Dati di annotazione dei contorni:

%%

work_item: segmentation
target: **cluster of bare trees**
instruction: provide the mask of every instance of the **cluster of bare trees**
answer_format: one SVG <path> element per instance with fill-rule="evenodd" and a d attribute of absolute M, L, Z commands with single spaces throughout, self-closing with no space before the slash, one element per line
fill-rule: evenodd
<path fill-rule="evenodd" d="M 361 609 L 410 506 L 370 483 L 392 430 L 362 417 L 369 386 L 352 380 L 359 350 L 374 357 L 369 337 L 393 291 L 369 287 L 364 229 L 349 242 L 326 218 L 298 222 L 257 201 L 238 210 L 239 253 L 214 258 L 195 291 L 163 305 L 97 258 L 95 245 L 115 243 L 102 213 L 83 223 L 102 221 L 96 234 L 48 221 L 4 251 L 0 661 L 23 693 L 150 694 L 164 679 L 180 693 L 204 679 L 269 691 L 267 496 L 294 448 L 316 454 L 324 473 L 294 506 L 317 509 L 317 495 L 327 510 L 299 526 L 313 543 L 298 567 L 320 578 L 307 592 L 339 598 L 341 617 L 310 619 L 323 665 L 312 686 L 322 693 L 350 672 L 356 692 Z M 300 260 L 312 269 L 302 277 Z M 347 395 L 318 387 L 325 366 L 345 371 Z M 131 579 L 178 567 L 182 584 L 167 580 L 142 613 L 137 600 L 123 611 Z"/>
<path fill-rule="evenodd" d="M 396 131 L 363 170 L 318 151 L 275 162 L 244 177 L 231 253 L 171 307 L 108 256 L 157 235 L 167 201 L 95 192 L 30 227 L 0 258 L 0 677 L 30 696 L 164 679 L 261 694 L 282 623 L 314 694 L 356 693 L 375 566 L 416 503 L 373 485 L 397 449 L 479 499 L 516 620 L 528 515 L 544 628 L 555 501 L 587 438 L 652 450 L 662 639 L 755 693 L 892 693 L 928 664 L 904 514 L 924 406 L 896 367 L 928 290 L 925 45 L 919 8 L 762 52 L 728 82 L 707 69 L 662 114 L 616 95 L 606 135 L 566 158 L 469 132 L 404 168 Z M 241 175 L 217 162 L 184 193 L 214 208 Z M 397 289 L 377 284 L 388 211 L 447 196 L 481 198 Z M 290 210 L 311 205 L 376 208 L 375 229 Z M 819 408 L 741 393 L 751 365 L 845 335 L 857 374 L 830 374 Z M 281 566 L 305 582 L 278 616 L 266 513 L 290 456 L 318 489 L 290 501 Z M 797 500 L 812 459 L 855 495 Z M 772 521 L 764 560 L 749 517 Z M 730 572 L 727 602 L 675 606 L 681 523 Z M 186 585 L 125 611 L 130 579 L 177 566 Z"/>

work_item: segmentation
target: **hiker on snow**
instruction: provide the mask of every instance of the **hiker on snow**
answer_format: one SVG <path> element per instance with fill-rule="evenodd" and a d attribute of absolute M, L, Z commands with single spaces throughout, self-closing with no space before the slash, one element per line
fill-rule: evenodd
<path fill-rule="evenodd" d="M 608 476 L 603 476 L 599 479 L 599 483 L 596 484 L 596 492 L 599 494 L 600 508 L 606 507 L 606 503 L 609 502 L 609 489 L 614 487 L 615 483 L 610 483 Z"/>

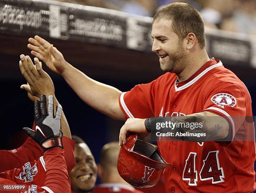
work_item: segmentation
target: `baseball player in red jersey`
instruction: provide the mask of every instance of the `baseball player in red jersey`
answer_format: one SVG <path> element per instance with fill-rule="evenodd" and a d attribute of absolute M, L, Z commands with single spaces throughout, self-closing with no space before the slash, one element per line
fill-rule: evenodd
<path fill-rule="evenodd" d="M 35 129 L 34 122 L 32 129 L 35 130 Z M 70 163 L 67 165 L 69 173 L 75 164 L 74 159 L 75 142 L 64 136 L 62 137 L 62 142 L 65 149 L 64 157 L 66 162 Z M 39 159 L 43 155 L 44 151 L 40 146 L 28 137 L 18 148 L 9 150 L 0 150 L 0 172 L 20 168 L 28 162 L 33 162 Z"/>
<path fill-rule="evenodd" d="M 152 51 L 166 73 L 126 93 L 86 76 L 38 36 L 29 39 L 28 47 L 32 54 L 61 74 L 85 102 L 113 118 L 160 116 L 170 122 L 188 122 L 189 115 L 192 117 L 189 121 L 209 123 L 201 131 L 207 134 L 208 141 L 236 139 L 228 143 L 168 142 L 160 138 L 158 143 L 163 158 L 174 164 L 164 174 L 166 192 L 253 191 L 255 142 L 246 141 L 254 137 L 253 125 L 245 119 L 252 115 L 250 95 L 243 83 L 220 61 L 209 58 L 200 13 L 186 3 L 171 4 L 155 15 L 151 35 Z M 174 116 L 179 119 L 172 120 Z M 209 121 L 212 117 L 215 122 Z M 161 123 L 163 120 L 166 119 L 156 121 Z M 145 121 L 128 119 L 120 130 L 120 143 L 125 143 L 128 131 L 144 136 L 155 132 L 152 123 L 156 120 L 148 119 L 146 128 Z M 177 140 L 181 139 L 184 139 Z"/>
<path fill-rule="evenodd" d="M 21 168 L 0 173 L 0 184 L 26 185 L 25 190 L 13 189 L 11 190 L 13 192 L 71 192 L 67 165 L 69 165 L 72 168 L 74 163 L 66 163 L 64 157 L 63 133 L 60 130 L 62 108 L 58 104 L 54 117 L 52 95 L 49 96 L 48 106 L 47 112 L 46 96 L 42 95 L 40 102 L 37 100 L 35 102 L 36 129 L 33 130 L 27 127 L 23 129 L 40 145 L 44 151 L 44 156 L 37 161 L 25 163 Z M 68 147 L 74 145 L 72 140 L 66 140 L 65 147 Z M 67 152 L 70 150 L 69 148 L 65 150 L 67 155 L 68 157 L 74 156 L 73 150 Z M 3 187 L 2 185 L 1 188 Z M 3 190 L 5 190 L 4 188 Z"/>

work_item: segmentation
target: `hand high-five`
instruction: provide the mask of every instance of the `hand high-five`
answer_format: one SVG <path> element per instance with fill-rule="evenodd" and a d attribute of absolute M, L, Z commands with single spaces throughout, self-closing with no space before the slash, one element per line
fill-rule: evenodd
<path fill-rule="evenodd" d="M 31 94 L 40 97 L 43 94 L 54 95 L 54 87 L 51 78 L 40 65 L 39 60 L 34 58 L 36 68 L 28 56 L 20 55 L 19 66 L 23 76 L 28 83 L 23 84 L 20 88 Z"/>
<path fill-rule="evenodd" d="M 31 53 L 43 61 L 54 72 L 61 74 L 67 65 L 62 54 L 52 44 L 38 36 L 28 39 Z"/>

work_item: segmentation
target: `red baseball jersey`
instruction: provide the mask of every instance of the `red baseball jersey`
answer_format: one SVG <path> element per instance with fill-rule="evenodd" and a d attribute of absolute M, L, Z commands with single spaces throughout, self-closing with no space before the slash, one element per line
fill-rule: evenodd
<path fill-rule="evenodd" d="M 138 188 L 138 189 L 144 193 L 156 193 L 158 192 L 165 193 L 165 188 L 164 187 L 164 182 L 163 180 L 162 179 L 161 179 L 156 185 L 152 187 Z"/>
<path fill-rule="evenodd" d="M 143 193 L 133 187 L 121 183 L 105 183 L 97 186 L 92 193 Z"/>
<path fill-rule="evenodd" d="M 22 168 L 0 173 L 0 184 L 26 185 L 26 190 L 13 190 L 10 192 L 13 193 L 71 192 L 64 150 L 60 147 L 51 149 L 37 161 L 26 163 Z"/>
<path fill-rule="evenodd" d="M 32 129 L 35 130 L 35 122 Z M 65 150 L 64 157 L 69 173 L 75 165 L 74 150 L 75 142 L 73 140 L 63 136 L 62 144 Z M 28 162 L 38 160 L 44 155 L 39 145 L 31 137 L 28 137 L 20 147 L 12 150 L 0 150 L 0 173 L 13 168 L 20 168 Z"/>
<path fill-rule="evenodd" d="M 230 136 L 236 140 L 228 143 L 159 139 L 162 156 L 174 164 L 164 175 L 166 192 L 253 191 L 254 125 L 246 118 L 252 116 L 251 100 L 243 83 L 220 61 L 212 58 L 184 81 L 178 82 L 175 74 L 167 72 L 136 85 L 120 95 L 119 103 L 127 118 L 208 111 L 229 123 Z"/>

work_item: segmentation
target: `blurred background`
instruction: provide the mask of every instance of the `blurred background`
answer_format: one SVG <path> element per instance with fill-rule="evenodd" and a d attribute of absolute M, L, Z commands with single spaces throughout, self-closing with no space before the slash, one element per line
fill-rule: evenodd
<path fill-rule="evenodd" d="M 212 51 L 212 49 L 215 48 L 215 39 L 211 39 L 212 37 L 217 37 L 218 45 L 220 43 L 225 42 L 230 45 L 237 43 L 236 45 L 239 46 L 233 45 L 233 47 L 230 46 L 230 49 L 225 50 L 220 49 L 225 47 L 221 45 L 220 47 L 216 47 L 215 51 L 210 52 L 212 55 L 210 55 L 209 56 L 220 59 L 226 68 L 232 70 L 243 81 L 251 95 L 253 115 L 256 114 L 256 69 L 254 66 L 255 63 L 253 63 L 255 51 L 253 43 L 256 41 L 255 0 L 59 1 L 62 3 L 58 5 L 64 7 L 79 7 L 79 5 L 82 5 L 124 12 L 128 13 L 125 17 L 125 19 L 128 18 L 128 20 L 129 15 L 136 17 L 132 14 L 153 17 L 162 6 L 174 2 L 190 4 L 200 12 L 205 20 L 206 31 L 208 32 L 207 49 L 211 48 Z M 8 2 L 0 0 L 3 8 L 8 4 Z M 15 4 L 15 6 L 19 5 Z M 42 8 L 47 10 L 46 7 Z M 31 8 L 33 8 L 32 7 Z M 27 10 L 28 9 L 24 8 L 24 10 Z M 83 11 L 86 12 L 86 9 Z M 79 14 L 82 17 L 82 13 Z M 73 18 L 72 15 L 69 15 L 69 19 Z M 105 44 L 104 43 L 107 41 L 104 41 L 102 37 L 98 42 L 96 41 L 98 39 L 95 38 L 85 41 L 80 41 L 80 36 L 72 39 L 68 39 L 67 36 L 65 36 L 64 38 L 61 36 L 60 38 L 55 38 L 54 36 L 51 36 L 51 34 L 49 36 L 49 33 L 44 33 L 44 32 L 40 31 L 39 28 L 32 29 L 31 26 L 31 28 L 29 26 L 24 26 L 22 29 L 20 26 L 18 29 L 13 30 L 14 26 L 11 25 L 13 23 L 5 23 L 5 17 L 7 16 L 0 14 L 1 149 L 12 149 L 19 147 L 26 137 L 21 131 L 21 128 L 23 127 L 31 127 L 33 122 L 33 104 L 28 98 L 26 92 L 20 89 L 20 85 L 26 82 L 20 74 L 18 66 L 20 54 L 32 56 L 26 47 L 27 39 L 30 37 L 41 33 L 40 35 L 54 44 L 63 54 L 66 60 L 74 66 L 91 78 L 113 86 L 122 91 L 129 90 L 138 84 L 149 82 L 163 73 L 159 68 L 157 56 L 148 51 L 151 50 L 150 43 L 147 44 L 145 50 L 142 50 L 127 48 L 126 46 L 117 46 L 117 44 Z M 138 17 L 140 18 L 144 18 Z M 150 26 L 151 25 L 150 22 L 148 23 L 149 24 L 148 25 Z M 11 25 L 9 27 L 13 26 L 13 28 L 8 28 L 8 24 Z M 49 29 L 46 28 L 45 31 L 47 32 Z M 125 30 L 127 30 L 127 27 L 124 28 Z M 69 32 L 71 33 L 70 30 Z M 90 34 L 86 36 L 90 36 Z M 124 36 L 125 36 L 126 35 Z M 230 37 L 232 38 L 228 39 Z M 150 37 L 149 38 L 151 39 Z M 226 38 L 228 41 L 225 39 Z M 240 50 L 236 50 L 238 48 L 240 48 Z M 230 54 L 229 59 L 227 59 L 227 56 L 224 55 L 223 53 Z M 56 95 L 63 107 L 72 134 L 78 135 L 84 140 L 91 148 L 96 162 L 98 161 L 100 151 L 102 146 L 108 142 L 118 140 L 119 130 L 123 122 L 113 120 L 87 105 L 60 76 L 49 71 L 44 64 L 43 67 L 53 79 Z"/>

%%

## PROBLEMA SCRITTO
Riscrivi i dati dall'inizio fino alla riga con "instruction: provide the mask of every instance of the **cluster" inclusa, sostituendo "bare trees" con "leafless trees" e lasciando tutto il resto invariato.

## RISULTATO
work_item: segmentation
target: **cluster of leafless trees**
instruction: provide the mask of every instance of the **cluster of leafless trees**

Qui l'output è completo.